* WHAT THIS TASK INVOLVES *
Transcribe the data that follows in full. Leave out the pictures.

* MATERIAL FOR THIS EXERCISE *
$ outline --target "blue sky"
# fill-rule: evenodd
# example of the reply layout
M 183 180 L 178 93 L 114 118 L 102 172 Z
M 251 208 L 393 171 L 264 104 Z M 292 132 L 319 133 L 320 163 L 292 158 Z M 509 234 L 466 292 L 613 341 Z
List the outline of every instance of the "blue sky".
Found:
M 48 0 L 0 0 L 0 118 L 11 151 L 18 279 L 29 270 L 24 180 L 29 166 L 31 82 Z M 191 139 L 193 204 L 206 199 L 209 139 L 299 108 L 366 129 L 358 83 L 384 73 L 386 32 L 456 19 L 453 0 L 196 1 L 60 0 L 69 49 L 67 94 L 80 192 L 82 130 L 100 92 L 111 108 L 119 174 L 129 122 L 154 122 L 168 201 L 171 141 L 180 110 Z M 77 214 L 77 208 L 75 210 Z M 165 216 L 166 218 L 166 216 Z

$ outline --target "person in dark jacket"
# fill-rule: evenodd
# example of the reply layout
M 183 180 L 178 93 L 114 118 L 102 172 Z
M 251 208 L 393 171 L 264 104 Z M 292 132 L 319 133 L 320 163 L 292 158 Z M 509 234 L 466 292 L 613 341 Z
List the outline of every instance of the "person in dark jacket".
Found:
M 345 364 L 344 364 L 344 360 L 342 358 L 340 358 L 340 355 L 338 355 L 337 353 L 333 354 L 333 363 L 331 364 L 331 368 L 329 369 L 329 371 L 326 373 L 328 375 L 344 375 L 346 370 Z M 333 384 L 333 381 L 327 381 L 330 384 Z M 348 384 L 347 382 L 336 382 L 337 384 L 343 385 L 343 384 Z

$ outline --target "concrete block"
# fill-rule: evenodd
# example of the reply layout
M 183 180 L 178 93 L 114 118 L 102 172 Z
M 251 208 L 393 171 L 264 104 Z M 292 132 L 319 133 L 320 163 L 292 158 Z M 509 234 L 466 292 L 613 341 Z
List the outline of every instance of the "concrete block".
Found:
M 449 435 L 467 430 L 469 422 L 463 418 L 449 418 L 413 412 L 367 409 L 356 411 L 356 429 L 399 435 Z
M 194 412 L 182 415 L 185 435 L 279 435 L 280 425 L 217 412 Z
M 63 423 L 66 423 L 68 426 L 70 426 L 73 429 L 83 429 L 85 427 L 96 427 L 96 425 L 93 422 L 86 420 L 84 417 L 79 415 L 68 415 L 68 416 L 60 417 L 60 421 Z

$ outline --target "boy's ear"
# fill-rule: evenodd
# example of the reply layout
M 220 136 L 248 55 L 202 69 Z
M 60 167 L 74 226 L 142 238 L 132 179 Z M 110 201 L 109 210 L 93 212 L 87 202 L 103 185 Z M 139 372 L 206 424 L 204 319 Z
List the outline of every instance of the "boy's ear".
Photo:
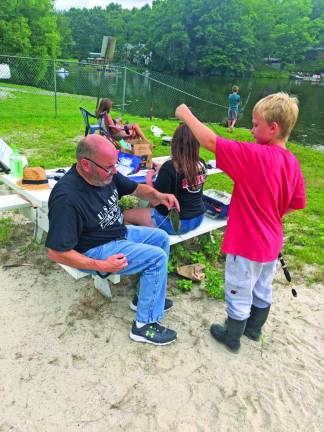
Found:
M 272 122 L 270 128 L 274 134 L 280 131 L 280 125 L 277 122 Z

* ANSWER BOX *
$ outline --target "blue sky"
# fill-rule: evenodd
# example of the reply layout
M 183 180 L 178 93 L 114 118 L 102 172 Z
M 251 208 L 393 171 L 264 104 Z M 292 132 L 319 133 L 320 163 L 292 158 Z M 509 234 L 466 292 L 613 341 Z
List the outline of every instance of the "blue sky".
Found:
M 48 0 L 0 0 L 0 118 L 11 151 L 18 279 L 29 270 L 24 180 L 29 166 L 31 82 Z M 191 139 L 193 204 L 206 199 L 209 139 L 299 108 L 366 129 L 358 83 L 384 73 L 386 32 L 456 19 L 453 0 L 196 1 L 60 0 L 69 49 L 67 94 L 80 192 L 82 130 L 100 92 L 111 108 L 119 174 L 129 122 L 154 122 L 168 201 L 171 141 L 180 110 Z M 77 214 L 77 208 L 75 210 Z M 165 216 L 166 218 L 166 216 Z

$ outline --target "person in dark jacket"
# fill-rule: evenodd
# example of the reply layout
M 183 180 L 178 93 L 114 118 L 102 172 Z
M 251 208 L 393 171 L 264 104 Z M 292 132 L 319 133 L 320 163 L 292 158 Z M 509 234 L 466 292 L 613 341 Z
List the outline of every instance of the "person in dark jacket".
Found:
M 345 364 L 344 364 L 344 360 L 342 358 L 340 358 L 340 355 L 338 355 L 337 353 L 333 354 L 333 363 L 331 364 L 331 368 L 329 369 L 329 371 L 326 373 L 328 375 L 344 375 L 346 370 Z M 333 384 L 333 381 L 327 381 L 330 384 Z M 348 384 L 347 382 L 336 382 L 337 384 L 343 385 L 343 384 Z

$ outline --target "concrete block"
# fill-rule: evenodd
# example of the reply layout
M 183 180 L 178 93 L 114 118 L 102 172 Z
M 251 208 L 393 171 L 264 104 Z M 292 132 L 319 133 L 320 163 L 292 158 Z M 509 234 L 466 292 L 613 341 Z
List the outline of every instance of the "concrete block".
Found:
M 449 435 L 467 430 L 469 422 L 463 418 L 449 418 L 413 412 L 367 409 L 356 411 L 356 429 L 399 435 Z
M 194 412 L 182 415 L 185 435 L 279 435 L 280 425 L 217 412 Z
M 63 423 L 66 423 L 68 426 L 70 426 L 73 429 L 83 429 L 85 427 L 96 427 L 96 425 L 93 422 L 86 420 L 84 417 L 79 415 L 68 415 L 68 416 L 60 417 L 60 421 Z

$ outline --target "boy's ear"
# fill-rule: evenodd
# example of the reply layout
M 220 136 L 248 55 L 202 69 Z
M 60 167 L 74 226 L 142 238 L 132 179 Z M 110 201 L 109 210 L 93 212 L 87 202 L 103 185 Z M 139 372 L 206 424 L 204 319 Z
List the outline of every instance of the "boy's ear".
Photo:
Found:
M 272 122 L 270 128 L 274 134 L 280 131 L 280 125 L 277 122 Z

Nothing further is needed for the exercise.